#### Set of tasks:
1. According to the index documentation, what sets the name of an index in the model?
2. Reproduce the part of the index documentation that opens with the words containing "The column that" and closes with "new = super().__copy__()".

The model this index is attached to.

name

The name of this index in the model. Set by bind_index() during __init_subclass__().

projection

Computed during bind_index() during __init_subclass__().

{
    "available":  # Set of columns that can be returned from a query or search.
    "included":   # Set of columns that can be used in query and scan filters.
    "mode":       # "all", "keys", or "include"
    "strict":     # False if queries and scans can fetch non-included columns
}
range_key

The column that the index can be sorted on.

__copy__()[source]

Create a shallow copy of this Index. Primarily used when initializing models that subclass other abstract models or mixins (baseless classes that contain Columns and Indexes). You can override this method to change how derived models are created:

import copy


class MyIndex(Index):
    def __copy__(self):
        new = super().__copy__()

(Segmentation mask data)
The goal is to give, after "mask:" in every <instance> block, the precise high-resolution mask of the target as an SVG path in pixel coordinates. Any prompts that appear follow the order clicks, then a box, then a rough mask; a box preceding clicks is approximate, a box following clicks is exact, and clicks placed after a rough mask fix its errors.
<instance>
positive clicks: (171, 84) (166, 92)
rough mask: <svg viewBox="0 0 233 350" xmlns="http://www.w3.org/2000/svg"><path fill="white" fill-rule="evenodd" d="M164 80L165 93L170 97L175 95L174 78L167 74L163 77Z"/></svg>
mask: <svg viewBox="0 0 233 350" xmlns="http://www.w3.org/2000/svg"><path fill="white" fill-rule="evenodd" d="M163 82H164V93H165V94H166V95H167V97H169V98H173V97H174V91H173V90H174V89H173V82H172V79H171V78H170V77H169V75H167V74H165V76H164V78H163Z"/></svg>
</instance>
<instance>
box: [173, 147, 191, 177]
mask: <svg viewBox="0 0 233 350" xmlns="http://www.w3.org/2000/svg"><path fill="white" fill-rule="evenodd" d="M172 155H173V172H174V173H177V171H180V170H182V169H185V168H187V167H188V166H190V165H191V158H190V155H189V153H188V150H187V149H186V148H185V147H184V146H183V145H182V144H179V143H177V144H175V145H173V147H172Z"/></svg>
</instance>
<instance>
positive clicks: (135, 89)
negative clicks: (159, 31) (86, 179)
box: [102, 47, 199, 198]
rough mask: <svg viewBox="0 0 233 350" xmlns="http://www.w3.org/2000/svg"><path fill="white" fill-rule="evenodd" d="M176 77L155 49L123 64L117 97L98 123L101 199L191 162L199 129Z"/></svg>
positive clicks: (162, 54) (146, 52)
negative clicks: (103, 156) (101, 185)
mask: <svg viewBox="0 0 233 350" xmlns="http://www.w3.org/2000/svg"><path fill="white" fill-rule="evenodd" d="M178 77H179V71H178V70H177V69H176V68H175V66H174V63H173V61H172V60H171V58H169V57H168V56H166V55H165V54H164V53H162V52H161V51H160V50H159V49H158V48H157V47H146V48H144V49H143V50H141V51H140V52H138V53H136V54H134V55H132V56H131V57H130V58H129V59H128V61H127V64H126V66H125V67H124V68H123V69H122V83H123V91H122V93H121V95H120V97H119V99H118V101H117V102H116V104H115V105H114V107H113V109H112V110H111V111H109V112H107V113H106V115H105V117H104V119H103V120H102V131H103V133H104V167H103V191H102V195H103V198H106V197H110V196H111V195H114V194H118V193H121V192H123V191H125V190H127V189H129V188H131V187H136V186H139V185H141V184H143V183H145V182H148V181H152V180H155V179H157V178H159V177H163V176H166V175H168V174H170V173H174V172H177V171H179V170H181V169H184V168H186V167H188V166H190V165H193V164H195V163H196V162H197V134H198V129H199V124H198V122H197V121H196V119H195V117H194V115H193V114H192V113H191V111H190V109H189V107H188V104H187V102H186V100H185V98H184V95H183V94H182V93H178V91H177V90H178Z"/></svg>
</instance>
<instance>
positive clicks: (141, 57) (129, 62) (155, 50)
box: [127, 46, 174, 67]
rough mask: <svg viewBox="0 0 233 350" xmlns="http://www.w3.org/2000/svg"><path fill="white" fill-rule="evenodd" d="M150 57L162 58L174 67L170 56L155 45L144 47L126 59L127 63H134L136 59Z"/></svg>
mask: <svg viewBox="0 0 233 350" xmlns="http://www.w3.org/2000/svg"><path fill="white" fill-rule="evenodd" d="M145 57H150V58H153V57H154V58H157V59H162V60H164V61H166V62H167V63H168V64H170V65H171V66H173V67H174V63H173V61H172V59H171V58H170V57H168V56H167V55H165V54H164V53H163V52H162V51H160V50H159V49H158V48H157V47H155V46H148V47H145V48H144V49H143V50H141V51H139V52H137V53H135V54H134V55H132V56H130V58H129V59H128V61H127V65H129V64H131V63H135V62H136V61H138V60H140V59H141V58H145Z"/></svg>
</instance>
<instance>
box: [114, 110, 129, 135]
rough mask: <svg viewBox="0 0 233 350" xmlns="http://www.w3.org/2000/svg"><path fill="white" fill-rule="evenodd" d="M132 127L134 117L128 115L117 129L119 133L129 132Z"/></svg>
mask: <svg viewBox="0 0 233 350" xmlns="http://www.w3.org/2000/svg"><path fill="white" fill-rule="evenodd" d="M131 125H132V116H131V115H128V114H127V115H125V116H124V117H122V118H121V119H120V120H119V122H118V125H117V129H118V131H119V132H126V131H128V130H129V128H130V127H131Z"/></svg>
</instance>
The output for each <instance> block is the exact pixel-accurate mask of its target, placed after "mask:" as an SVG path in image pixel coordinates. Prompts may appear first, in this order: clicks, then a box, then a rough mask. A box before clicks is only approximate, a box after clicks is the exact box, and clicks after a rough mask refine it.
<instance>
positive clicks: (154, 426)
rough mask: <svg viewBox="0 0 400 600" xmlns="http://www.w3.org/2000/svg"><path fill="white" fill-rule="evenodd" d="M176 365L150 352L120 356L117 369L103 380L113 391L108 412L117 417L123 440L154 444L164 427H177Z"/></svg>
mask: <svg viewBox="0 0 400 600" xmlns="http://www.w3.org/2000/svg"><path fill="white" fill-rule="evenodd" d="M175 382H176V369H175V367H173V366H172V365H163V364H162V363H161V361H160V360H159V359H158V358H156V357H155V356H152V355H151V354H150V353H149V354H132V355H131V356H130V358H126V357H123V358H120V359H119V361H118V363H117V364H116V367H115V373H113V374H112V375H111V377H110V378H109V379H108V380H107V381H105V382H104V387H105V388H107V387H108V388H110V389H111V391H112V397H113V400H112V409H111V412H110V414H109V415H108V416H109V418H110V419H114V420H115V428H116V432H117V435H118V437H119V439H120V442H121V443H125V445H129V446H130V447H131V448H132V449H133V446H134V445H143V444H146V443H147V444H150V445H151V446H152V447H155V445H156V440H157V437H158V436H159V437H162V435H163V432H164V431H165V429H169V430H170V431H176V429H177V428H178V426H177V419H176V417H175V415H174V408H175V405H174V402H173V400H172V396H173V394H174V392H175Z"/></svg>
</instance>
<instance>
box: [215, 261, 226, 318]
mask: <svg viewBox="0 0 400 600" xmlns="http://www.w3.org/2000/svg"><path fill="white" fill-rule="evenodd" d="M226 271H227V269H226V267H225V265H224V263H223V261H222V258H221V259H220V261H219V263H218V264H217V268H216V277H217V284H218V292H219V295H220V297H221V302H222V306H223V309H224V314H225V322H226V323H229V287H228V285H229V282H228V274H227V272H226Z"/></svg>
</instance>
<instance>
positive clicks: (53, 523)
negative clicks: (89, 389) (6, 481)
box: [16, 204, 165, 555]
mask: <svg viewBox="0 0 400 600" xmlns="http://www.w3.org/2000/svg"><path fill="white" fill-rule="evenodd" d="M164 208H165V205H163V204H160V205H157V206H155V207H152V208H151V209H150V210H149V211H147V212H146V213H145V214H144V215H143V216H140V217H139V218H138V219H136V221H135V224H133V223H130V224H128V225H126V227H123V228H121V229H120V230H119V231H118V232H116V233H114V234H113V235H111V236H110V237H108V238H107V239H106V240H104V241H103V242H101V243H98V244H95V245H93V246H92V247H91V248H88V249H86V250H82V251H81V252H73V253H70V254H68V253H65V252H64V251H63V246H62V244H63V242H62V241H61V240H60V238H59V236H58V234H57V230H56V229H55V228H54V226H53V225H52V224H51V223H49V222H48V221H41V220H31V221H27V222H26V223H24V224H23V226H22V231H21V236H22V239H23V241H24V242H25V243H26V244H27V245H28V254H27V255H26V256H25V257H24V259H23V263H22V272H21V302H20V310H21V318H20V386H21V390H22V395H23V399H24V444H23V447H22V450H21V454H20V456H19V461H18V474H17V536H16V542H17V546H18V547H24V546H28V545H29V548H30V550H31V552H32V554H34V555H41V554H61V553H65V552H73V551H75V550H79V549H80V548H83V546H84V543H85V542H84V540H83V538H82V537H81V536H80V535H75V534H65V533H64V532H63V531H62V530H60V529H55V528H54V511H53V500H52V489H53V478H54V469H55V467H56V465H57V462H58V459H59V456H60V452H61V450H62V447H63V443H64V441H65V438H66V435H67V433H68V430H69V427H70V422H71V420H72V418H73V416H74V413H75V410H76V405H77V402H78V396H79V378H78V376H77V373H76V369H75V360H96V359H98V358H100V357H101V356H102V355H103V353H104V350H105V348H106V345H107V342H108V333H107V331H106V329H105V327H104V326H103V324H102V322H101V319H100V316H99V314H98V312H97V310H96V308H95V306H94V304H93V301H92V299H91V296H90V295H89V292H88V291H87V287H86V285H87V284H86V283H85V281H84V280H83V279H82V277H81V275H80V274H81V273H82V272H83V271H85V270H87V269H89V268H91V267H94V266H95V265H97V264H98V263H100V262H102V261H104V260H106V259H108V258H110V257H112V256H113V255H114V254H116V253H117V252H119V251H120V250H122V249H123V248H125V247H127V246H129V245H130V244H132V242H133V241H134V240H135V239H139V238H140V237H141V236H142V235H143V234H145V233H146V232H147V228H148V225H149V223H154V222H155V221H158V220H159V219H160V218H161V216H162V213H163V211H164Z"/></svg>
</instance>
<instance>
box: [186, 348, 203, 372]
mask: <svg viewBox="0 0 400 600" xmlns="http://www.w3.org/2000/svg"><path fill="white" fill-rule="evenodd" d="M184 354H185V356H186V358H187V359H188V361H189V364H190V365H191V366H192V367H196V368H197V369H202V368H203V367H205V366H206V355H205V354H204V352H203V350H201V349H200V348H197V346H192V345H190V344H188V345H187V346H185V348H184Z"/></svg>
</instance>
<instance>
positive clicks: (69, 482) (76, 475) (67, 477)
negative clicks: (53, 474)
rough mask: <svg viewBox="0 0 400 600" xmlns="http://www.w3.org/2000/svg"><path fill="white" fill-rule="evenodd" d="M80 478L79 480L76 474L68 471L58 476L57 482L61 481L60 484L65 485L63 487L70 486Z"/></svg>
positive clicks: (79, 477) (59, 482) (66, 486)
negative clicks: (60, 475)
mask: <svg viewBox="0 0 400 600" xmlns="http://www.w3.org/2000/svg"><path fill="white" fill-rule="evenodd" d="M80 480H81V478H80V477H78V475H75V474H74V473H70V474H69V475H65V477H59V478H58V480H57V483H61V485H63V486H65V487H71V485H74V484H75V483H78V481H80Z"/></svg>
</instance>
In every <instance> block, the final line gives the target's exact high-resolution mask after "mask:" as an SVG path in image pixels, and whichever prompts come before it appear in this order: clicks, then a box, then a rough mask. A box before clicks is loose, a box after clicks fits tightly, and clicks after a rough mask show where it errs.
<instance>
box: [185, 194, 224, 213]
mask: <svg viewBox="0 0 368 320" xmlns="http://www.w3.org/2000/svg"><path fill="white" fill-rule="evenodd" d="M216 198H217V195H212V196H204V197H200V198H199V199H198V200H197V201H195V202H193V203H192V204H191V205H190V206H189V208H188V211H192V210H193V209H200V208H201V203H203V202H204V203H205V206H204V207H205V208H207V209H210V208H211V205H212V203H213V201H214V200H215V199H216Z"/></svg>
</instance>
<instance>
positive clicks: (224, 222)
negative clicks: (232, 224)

#### Solution list:
1. The name is set by bind_index() during __init_subclass__().

2.
The column that the index can be sorted on.

__copy__()[source]

Create a shallow copy of this Index. Primarily used when initializing models that subclass other abstract models or mixins (baseless classes that contain Columns and Indexes). You can override this method to change how derived models are created:

import copy


class MyIndex(Index):
    def __copy__(self):
        new = super().__copy__()